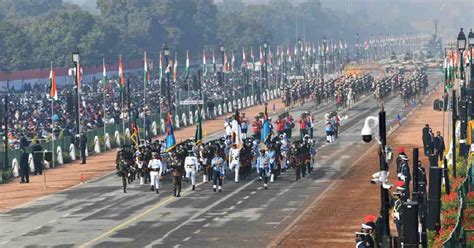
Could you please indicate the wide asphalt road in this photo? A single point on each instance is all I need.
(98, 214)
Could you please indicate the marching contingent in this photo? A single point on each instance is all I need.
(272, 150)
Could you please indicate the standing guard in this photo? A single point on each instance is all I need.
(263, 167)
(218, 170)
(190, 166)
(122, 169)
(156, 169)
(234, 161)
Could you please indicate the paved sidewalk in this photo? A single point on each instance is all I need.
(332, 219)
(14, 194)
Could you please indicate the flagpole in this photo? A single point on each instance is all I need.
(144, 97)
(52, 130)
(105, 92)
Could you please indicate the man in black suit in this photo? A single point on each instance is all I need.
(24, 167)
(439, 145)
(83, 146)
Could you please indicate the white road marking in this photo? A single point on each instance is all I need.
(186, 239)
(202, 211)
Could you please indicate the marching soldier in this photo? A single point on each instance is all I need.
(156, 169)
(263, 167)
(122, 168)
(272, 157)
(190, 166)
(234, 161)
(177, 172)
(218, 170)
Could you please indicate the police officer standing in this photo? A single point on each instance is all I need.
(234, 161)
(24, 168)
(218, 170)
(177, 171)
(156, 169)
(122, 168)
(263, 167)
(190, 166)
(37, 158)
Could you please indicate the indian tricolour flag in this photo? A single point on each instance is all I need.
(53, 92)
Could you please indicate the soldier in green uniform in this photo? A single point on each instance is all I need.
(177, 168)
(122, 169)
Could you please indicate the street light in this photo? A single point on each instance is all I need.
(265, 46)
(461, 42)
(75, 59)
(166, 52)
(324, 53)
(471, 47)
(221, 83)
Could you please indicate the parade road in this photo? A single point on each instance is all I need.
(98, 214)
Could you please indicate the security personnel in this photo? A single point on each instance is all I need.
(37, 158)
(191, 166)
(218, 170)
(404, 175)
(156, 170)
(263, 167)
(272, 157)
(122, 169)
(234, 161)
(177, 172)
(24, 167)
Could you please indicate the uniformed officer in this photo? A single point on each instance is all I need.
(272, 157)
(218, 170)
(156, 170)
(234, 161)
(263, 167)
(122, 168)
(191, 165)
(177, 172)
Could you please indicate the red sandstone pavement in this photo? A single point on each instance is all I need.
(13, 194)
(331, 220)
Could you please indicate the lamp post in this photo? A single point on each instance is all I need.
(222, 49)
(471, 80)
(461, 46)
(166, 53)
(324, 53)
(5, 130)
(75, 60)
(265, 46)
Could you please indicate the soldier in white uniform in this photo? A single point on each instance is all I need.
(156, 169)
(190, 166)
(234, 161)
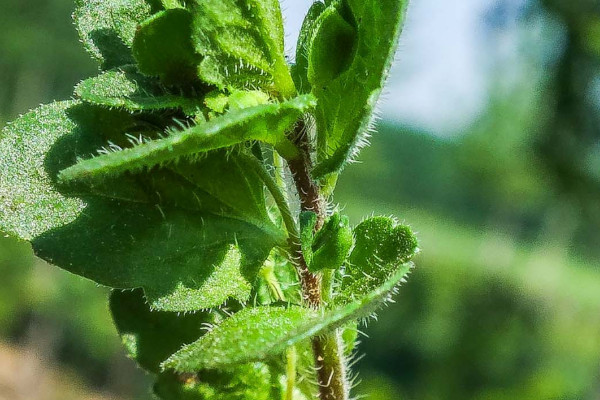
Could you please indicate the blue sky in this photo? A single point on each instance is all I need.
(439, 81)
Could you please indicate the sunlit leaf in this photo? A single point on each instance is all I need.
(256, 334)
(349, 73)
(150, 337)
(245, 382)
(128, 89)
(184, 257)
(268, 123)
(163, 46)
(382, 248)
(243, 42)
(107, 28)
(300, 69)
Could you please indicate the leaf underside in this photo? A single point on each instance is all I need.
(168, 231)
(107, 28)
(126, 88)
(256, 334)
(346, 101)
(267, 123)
· · ·
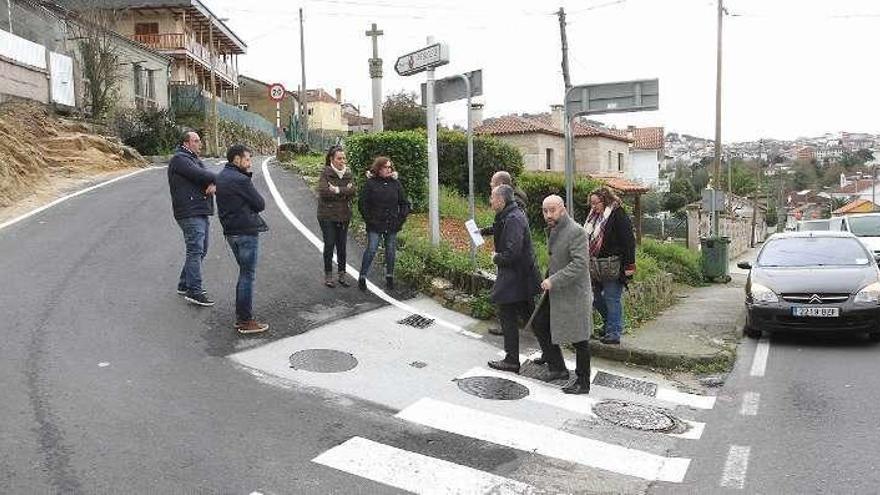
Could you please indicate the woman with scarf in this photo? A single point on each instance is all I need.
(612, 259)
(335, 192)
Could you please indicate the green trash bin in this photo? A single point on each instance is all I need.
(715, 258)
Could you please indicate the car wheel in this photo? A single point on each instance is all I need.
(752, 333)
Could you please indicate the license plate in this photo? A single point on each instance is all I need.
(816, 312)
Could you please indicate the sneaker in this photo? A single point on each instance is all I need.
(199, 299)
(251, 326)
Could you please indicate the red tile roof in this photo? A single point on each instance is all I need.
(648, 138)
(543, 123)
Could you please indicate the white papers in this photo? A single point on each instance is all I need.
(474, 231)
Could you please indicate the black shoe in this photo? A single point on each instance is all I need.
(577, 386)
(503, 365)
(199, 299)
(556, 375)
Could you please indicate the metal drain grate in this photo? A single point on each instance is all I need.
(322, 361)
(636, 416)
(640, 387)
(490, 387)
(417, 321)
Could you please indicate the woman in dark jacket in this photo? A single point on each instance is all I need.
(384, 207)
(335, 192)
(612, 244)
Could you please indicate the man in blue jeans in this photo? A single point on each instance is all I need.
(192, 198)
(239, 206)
· · ·
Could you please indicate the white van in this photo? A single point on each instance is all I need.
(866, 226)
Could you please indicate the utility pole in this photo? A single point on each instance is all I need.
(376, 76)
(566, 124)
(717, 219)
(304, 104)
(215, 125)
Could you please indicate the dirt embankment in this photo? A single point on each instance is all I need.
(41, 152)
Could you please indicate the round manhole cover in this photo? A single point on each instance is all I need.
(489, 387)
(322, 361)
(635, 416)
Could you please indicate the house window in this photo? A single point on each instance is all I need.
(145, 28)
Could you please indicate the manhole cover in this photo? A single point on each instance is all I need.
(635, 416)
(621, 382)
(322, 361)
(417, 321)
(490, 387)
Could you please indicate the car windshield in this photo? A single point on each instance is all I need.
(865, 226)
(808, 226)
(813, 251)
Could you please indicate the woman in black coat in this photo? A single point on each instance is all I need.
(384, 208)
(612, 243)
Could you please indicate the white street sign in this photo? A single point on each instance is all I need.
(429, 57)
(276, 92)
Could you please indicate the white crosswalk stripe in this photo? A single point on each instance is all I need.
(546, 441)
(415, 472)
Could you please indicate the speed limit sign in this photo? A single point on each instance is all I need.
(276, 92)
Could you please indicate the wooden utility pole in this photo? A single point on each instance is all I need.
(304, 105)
· · ·
• _STATED TASK_:
Locate every line above containing the string "manhole", matched case-sensitively, and copy each such line in full.

• _ANSWER TO THE TASK_:
Could you please indicate the round manhole cover in this photo? A single point on each instance is all I need.
Could you please indicate the manhole cover in this photo? A single point on each instance is all I need.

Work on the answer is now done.